_Problem statement_
The entries below contain pictures. Retype everything except those pictures, exactly as given.

_Data records_
⟨
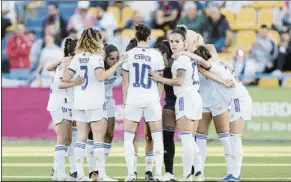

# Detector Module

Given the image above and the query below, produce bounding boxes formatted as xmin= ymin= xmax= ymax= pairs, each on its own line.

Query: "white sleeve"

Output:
xmin=155 ymin=52 xmax=165 ymax=72
xmin=175 ymin=56 xmax=188 ymax=72
xmin=68 ymin=57 xmax=78 ymax=73
xmin=92 ymin=55 xmax=105 ymax=70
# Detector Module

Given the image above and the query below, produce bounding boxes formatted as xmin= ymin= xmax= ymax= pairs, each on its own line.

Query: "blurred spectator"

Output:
xmin=31 ymin=34 xmax=63 ymax=87
xmin=93 ymin=6 xmax=118 ymax=38
xmin=206 ymin=1 xmax=225 ymax=9
xmin=42 ymin=3 xmax=67 ymax=44
xmin=6 ymin=23 xmax=32 ymax=80
xmin=193 ymin=1 xmax=204 ymax=13
xmin=249 ymin=25 xmax=278 ymax=73
xmin=276 ymin=32 xmax=291 ymax=71
xmin=2 ymin=1 xmax=15 ymax=38
xmin=205 ymin=5 xmax=232 ymax=52
xmin=231 ymin=49 xmax=256 ymax=85
xmin=108 ymin=29 xmax=130 ymax=53
xmin=89 ymin=1 xmax=109 ymax=9
xmin=67 ymin=1 xmax=95 ymax=35
xmin=153 ymin=0 xmax=181 ymax=30
xmin=125 ymin=11 xmax=145 ymax=29
xmin=177 ymin=1 xmax=205 ymax=35
xmin=26 ymin=30 xmax=37 ymax=45
xmin=128 ymin=1 xmax=158 ymax=23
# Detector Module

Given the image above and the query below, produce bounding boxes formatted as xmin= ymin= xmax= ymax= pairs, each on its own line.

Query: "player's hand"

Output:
xmin=223 ymin=79 xmax=235 ymax=88
xmin=149 ymin=70 xmax=163 ymax=83
xmin=74 ymin=76 xmax=85 ymax=86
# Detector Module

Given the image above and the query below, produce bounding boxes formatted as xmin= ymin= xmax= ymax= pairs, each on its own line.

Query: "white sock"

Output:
xmin=93 ymin=142 xmax=106 ymax=178
xmin=54 ymin=145 xmax=68 ymax=177
xmin=145 ymin=152 xmax=154 ymax=172
xmin=151 ymin=131 xmax=164 ymax=176
xmin=192 ymin=133 xmax=202 ymax=175
xmin=218 ymin=132 xmax=233 ymax=175
xmin=180 ymin=131 xmax=194 ymax=178
xmin=67 ymin=127 xmax=78 ymax=174
xmin=195 ymin=133 xmax=208 ymax=175
xmin=230 ymin=133 xmax=243 ymax=178
xmin=134 ymin=153 xmax=138 ymax=174
xmin=86 ymin=140 xmax=95 ymax=173
xmin=124 ymin=130 xmax=136 ymax=176
xmin=104 ymin=143 xmax=112 ymax=161
xmin=74 ymin=142 xmax=86 ymax=177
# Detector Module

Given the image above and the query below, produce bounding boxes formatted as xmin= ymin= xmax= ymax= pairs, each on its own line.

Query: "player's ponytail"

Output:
xmin=193 ymin=45 xmax=212 ymax=61
xmin=154 ymin=40 xmax=172 ymax=60
xmin=134 ymin=24 xmax=151 ymax=42
xmin=64 ymin=38 xmax=78 ymax=57
xmin=126 ymin=38 xmax=138 ymax=51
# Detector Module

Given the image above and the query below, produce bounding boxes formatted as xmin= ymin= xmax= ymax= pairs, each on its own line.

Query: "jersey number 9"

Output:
xmin=132 ymin=63 xmax=152 ymax=89
xmin=80 ymin=65 xmax=88 ymax=90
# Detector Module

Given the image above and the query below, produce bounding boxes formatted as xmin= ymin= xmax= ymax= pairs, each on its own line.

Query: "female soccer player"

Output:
xmin=122 ymin=24 xmax=165 ymax=181
xmin=150 ymin=26 xmax=202 ymax=181
xmin=184 ymin=45 xmax=236 ymax=181
xmin=85 ymin=44 xmax=123 ymax=179
xmin=46 ymin=38 xmax=84 ymax=181
xmin=62 ymin=28 xmax=125 ymax=181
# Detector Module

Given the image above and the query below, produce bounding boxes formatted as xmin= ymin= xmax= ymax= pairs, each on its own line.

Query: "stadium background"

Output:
xmin=1 ymin=1 xmax=291 ymax=181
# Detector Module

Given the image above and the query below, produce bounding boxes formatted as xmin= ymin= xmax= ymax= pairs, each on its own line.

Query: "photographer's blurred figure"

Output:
xmin=231 ymin=49 xmax=256 ymax=86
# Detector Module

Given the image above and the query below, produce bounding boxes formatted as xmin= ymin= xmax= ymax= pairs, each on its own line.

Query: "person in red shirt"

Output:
xmin=6 ymin=23 xmax=32 ymax=80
⟩
_Answer below_
# Detector Module

Given the image above and the query below, produce bounding boxes formatted as xmin= ymin= xmax= ymax= pairs, each on its own line.

Query: "white sleeve"

Output:
xmin=155 ymin=52 xmax=165 ymax=72
xmin=175 ymin=56 xmax=188 ymax=72
xmin=68 ymin=57 xmax=78 ymax=73
xmin=92 ymin=55 xmax=105 ymax=70
# Detector Module

Given the image above and the query below, produce bounding boxes formatted as xmin= ymin= xmax= ymax= pairs, each on its own line.

Query: "blurred spectator"

Output:
xmin=31 ymin=34 xmax=63 ymax=87
xmin=93 ymin=6 xmax=118 ymax=38
xmin=206 ymin=1 xmax=225 ymax=9
xmin=42 ymin=3 xmax=67 ymax=44
xmin=6 ymin=23 xmax=32 ymax=80
xmin=193 ymin=1 xmax=204 ymax=13
xmin=249 ymin=25 xmax=278 ymax=73
xmin=276 ymin=32 xmax=291 ymax=71
xmin=2 ymin=1 xmax=15 ymax=38
xmin=205 ymin=5 xmax=232 ymax=52
xmin=231 ymin=49 xmax=256 ymax=85
xmin=108 ymin=29 xmax=130 ymax=53
xmin=89 ymin=1 xmax=109 ymax=9
xmin=67 ymin=1 xmax=95 ymax=35
xmin=153 ymin=0 xmax=181 ymax=30
xmin=125 ymin=11 xmax=145 ymax=29
xmin=177 ymin=1 xmax=205 ymax=35
xmin=26 ymin=30 xmax=37 ymax=45
xmin=128 ymin=1 xmax=158 ymax=23
# Detector Module

Given the image above and the query below, produce bounding boxes formatted as xmin= ymin= xmax= ymax= pairs, each on its own line.

Query: "player's hand"

Output:
xmin=223 ymin=79 xmax=235 ymax=88
xmin=149 ymin=70 xmax=163 ymax=83
xmin=74 ymin=76 xmax=85 ymax=86
# Detector Module

Given the image above and the query below, produce bounding boxes formatted as xmin= ymin= xmax= ymax= pairs, each on its own line.

Query: "white sock"

Output:
xmin=93 ymin=142 xmax=106 ymax=178
xmin=54 ymin=145 xmax=68 ymax=177
xmin=145 ymin=152 xmax=154 ymax=172
xmin=151 ymin=131 xmax=164 ymax=176
xmin=192 ymin=133 xmax=202 ymax=175
xmin=218 ymin=132 xmax=233 ymax=175
xmin=180 ymin=131 xmax=194 ymax=178
xmin=67 ymin=127 xmax=78 ymax=174
xmin=195 ymin=133 xmax=208 ymax=175
xmin=230 ymin=133 xmax=243 ymax=178
xmin=134 ymin=153 xmax=138 ymax=174
xmin=86 ymin=140 xmax=95 ymax=173
xmin=124 ymin=130 xmax=136 ymax=176
xmin=104 ymin=143 xmax=112 ymax=161
xmin=74 ymin=142 xmax=86 ymax=177
# Detector Module

Given the image above and the query below, produce bounding boxes formatted as xmin= ymin= xmax= ymax= pairs, each on its own line.

Query: "player's ponytail"

Output:
xmin=193 ymin=45 xmax=212 ymax=61
xmin=154 ymin=40 xmax=172 ymax=60
xmin=134 ymin=24 xmax=151 ymax=42
xmin=64 ymin=38 xmax=78 ymax=57
xmin=126 ymin=38 xmax=138 ymax=51
# Detector Module

Given the image above and the query below, produce bounding boxes formatted as xmin= ymin= xmax= ymax= pairs, each on its own line.

Query: "jersey number 9"

Output:
xmin=132 ymin=63 xmax=152 ymax=89
xmin=80 ymin=65 xmax=88 ymax=90
# Detector Module

Given the image above and the query below, produce bounding boxes formatted as xmin= ymin= xmax= ymax= pairs, each on its own line.

Query: "female soccer player"

Output:
xmin=122 ymin=24 xmax=165 ymax=181
xmin=150 ymin=26 xmax=202 ymax=181
xmin=184 ymin=45 xmax=236 ymax=181
xmin=85 ymin=44 xmax=123 ymax=179
xmin=46 ymin=38 xmax=84 ymax=181
xmin=62 ymin=28 xmax=125 ymax=181
# Detector Module

Given the image above and the query below, produce bounding boxes formatted as xmin= ymin= xmax= ymax= pairs, each on its own line.

Query: "stadium background"

Output:
xmin=1 ymin=1 xmax=291 ymax=181
# Detector Module

Given the image above and the query below, produce bounding boxes formatted as xmin= ymin= xmax= ymax= pairs, each on its own line.

Query: "photographer's blurred figure"

Output:
xmin=231 ymin=49 xmax=256 ymax=86
# Detector Module

Given the image above and the query below, produce bounding boxes formatted as xmin= ymin= xmax= ymax= pairs, each on its own line.

Query: "person in red shirt"

Output:
xmin=6 ymin=23 xmax=32 ymax=80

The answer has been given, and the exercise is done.